Benefit design
Working Group
Benefit Design Working Group – 2022
OBJECTIVE:
Establish healthcare finance and payment models that reward improvements in the long-term care of patients. Incentivize innovative insurance and finance models that are designed to reward and encourage major breakthroughs in therapies and cures, while keeping the cost to patients low.
SCOPE:
- Purpose of healthcare insurance
- Are premiums causing harm to patients, and how?
- Is insurance needed for lower cost chronic conditions vs. rare diseases?
- Is a subscription model for common health needs and many chronic conditions appropriate?
- Is reinsurance a better option for catastrophic conditions?
- Insurance/Reimbursement
- Formularies are driven by rebates, not safety/efficacy data
- Financial risk should be based on the validity of clinical data
- Reimbursement should be based on outcomes
- Change contracting to net by contracting
- Explore innovative cost-saving models
- Streamline administrative burden for providers and patients
- Anti-Kickback/Safe Harbor
- Medical loss ratio abuse
- Consolidation of health systems is creating a power shift; prescribers are being prescribed to
- Power-dependent relationships throughout healthcare – providers have dependence on insurers
BACKGROUND:
Healthcare budgeting and reimbursement in the U.S. has not changed much since the 1960s. Policymakers have merely continued to build on top of an outdated system that is neither patient-focused, efficient, nor cost-effective. The lack of innovation and disruption means that America spends twice as much as other industrialized countries on healthcare as a share of our economy.
Traditionally, health insurance plans were designed to protect a patient from unexpected, high medical costs. Patients purchase health insurance to minimize their financial exposure to these healthcare costs and provide a critical safety net for catastrophic health events. However, with the advances in science and medicine, our ability to treat many conditions has improved and become more cost-effective over time.

Aim of the task:
Reproduce the Benefit Design Working Group text above in full, word for word.

Stored data:
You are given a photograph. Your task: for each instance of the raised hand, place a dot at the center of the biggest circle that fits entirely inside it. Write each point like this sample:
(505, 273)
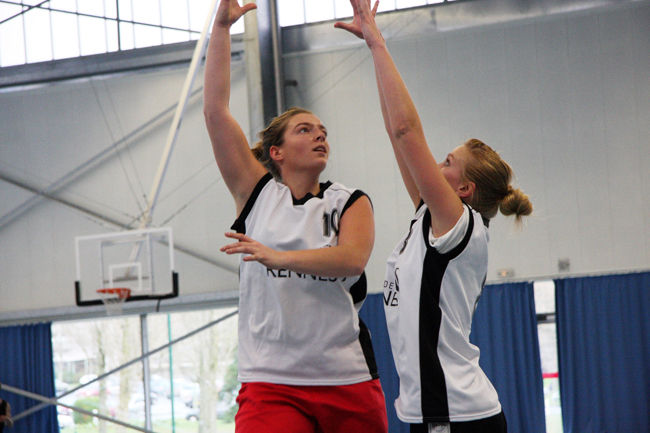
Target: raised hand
(255, 250)
(363, 23)
(229, 11)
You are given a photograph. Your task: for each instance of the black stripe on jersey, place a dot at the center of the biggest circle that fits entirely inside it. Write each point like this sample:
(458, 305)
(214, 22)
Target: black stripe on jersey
(454, 252)
(358, 292)
(357, 194)
(359, 289)
(366, 347)
(435, 404)
(240, 223)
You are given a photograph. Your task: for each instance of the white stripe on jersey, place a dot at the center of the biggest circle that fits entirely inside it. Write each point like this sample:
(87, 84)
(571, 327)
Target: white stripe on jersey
(429, 301)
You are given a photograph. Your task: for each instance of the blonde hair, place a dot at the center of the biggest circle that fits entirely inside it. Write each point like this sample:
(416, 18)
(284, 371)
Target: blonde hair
(492, 176)
(273, 135)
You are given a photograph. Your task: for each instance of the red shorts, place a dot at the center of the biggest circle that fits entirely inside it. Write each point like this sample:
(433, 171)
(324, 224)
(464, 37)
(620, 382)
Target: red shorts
(271, 408)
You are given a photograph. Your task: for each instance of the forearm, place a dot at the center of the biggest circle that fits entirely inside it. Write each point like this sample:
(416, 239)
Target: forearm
(409, 183)
(401, 117)
(338, 261)
(216, 89)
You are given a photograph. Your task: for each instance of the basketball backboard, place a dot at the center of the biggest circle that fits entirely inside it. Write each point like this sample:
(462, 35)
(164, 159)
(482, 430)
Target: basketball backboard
(140, 260)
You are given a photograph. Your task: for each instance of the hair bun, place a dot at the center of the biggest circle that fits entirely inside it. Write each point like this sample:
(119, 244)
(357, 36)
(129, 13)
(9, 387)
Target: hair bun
(516, 203)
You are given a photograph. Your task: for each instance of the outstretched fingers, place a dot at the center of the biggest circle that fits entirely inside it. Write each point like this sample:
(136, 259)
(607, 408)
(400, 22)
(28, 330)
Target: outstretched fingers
(363, 24)
(229, 11)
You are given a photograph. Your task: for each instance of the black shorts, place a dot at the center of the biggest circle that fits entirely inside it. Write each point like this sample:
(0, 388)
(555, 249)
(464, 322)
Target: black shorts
(493, 424)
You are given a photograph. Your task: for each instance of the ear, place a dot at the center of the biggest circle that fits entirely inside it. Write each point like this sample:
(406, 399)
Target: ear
(466, 190)
(275, 153)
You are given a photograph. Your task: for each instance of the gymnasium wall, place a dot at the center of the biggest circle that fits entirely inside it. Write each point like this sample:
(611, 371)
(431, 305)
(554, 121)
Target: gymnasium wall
(564, 98)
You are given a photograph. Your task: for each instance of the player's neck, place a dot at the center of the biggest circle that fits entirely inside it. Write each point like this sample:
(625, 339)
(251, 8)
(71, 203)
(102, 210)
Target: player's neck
(301, 183)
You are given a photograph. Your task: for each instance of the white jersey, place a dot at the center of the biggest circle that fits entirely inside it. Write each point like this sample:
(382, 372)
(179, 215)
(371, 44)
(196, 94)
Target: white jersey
(431, 290)
(300, 329)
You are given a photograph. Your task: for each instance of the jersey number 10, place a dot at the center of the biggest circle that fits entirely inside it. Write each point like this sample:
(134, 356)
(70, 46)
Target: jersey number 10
(331, 222)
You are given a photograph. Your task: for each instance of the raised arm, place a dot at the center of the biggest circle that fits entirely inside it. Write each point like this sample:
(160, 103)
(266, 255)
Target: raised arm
(348, 258)
(405, 128)
(238, 166)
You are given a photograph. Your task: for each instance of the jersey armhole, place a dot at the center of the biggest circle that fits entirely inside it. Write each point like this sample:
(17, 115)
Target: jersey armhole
(357, 194)
(455, 251)
(240, 223)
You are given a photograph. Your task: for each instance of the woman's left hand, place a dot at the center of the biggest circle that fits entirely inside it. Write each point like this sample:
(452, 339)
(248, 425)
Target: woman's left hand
(256, 251)
(362, 12)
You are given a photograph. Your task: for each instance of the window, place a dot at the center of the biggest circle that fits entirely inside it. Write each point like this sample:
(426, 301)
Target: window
(545, 306)
(196, 376)
(37, 31)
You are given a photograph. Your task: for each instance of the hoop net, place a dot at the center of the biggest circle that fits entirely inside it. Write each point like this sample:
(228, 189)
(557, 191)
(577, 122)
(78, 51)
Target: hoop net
(114, 298)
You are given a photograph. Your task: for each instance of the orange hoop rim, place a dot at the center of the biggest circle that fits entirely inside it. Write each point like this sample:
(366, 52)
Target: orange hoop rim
(120, 292)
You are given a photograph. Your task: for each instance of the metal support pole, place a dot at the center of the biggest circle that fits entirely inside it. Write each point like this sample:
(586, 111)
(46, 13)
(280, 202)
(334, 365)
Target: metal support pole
(146, 376)
(197, 57)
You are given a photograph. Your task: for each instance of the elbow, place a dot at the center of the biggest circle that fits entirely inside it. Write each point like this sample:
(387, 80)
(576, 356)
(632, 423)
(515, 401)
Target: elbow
(402, 129)
(214, 115)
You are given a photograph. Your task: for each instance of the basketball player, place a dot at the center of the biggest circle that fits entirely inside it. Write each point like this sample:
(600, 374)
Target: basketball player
(436, 273)
(305, 358)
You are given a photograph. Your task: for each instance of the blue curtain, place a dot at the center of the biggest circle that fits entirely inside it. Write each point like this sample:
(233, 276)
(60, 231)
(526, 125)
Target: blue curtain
(373, 316)
(603, 327)
(26, 363)
(505, 329)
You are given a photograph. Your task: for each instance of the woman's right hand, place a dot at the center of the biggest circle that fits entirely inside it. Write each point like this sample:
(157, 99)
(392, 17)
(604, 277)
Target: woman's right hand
(363, 23)
(229, 11)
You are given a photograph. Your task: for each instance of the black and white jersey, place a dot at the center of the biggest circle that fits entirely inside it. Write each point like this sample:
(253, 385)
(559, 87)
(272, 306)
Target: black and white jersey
(431, 290)
(300, 329)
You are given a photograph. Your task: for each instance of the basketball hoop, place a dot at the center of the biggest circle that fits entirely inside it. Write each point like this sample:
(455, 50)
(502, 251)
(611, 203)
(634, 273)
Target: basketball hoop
(114, 298)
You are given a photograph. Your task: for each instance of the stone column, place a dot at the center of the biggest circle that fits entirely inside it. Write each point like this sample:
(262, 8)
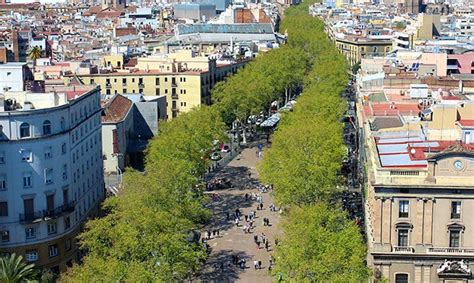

Result of the task:
Benefit design
Working Group
Benefit Design Working Group – 2022
OBJECTIVE:
Establish healthcare finance and payment models that reward improvements in the long-term care of patients. Incentivize innovative insurance and finance models that are designed to reward and encourage major breakthroughs in therapies and cures, while keeping the cost to patients low.
SCOPE:
- Purpose of healthcare insurance
- Are premiums causing harm to patients, and how?
- Is insurance needed for lower cost chronic conditions vs. rare diseases?
- Is a subscription model for common health needs and many chronic conditions appropriate?
- Is reinsurance a better option for catastrophic conditions?
- Insurance/Reimbursement
- Formularies are driven by rebates, not safety/efficacy data
- Financial risk should be based on the validity of clinical data
- Reimbursement should be based on outcomes
- Change contracting to net by contracting
- Explore innovative cost-saving models
- Streamline administrative burden for providers and patients
- Anti-Kickback/Safe Harbor
- Medical loss ratio abuse
- Consolidation of health systems is creating a power shift; prescribers are being prescribed to
- Power-dependent relationships throughout healthcare – providers have dependence on insurers
BACKGROUND:
Healthcare budgeting and reimbursement in the U.S. has not changed much since the 1960s. Policymakers have merely continued to build on top of an outdated system that is neither patient-focused, efficient, nor cost-effective. The lack of innovation and disruption means that America spends twice as much as other industrialized countries on healthcare as a share of our economy.
Traditionally, health insurance plans were designed to protect a patient from unexpected, high medical costs. Patients purchase health insurance to minimize their financial exposure to these healthcare costs and provide a critical safety net for catastrophic health events. However, with the advances in science and medicine, our ability to treat many conditions has improved and become more cost-effective over time.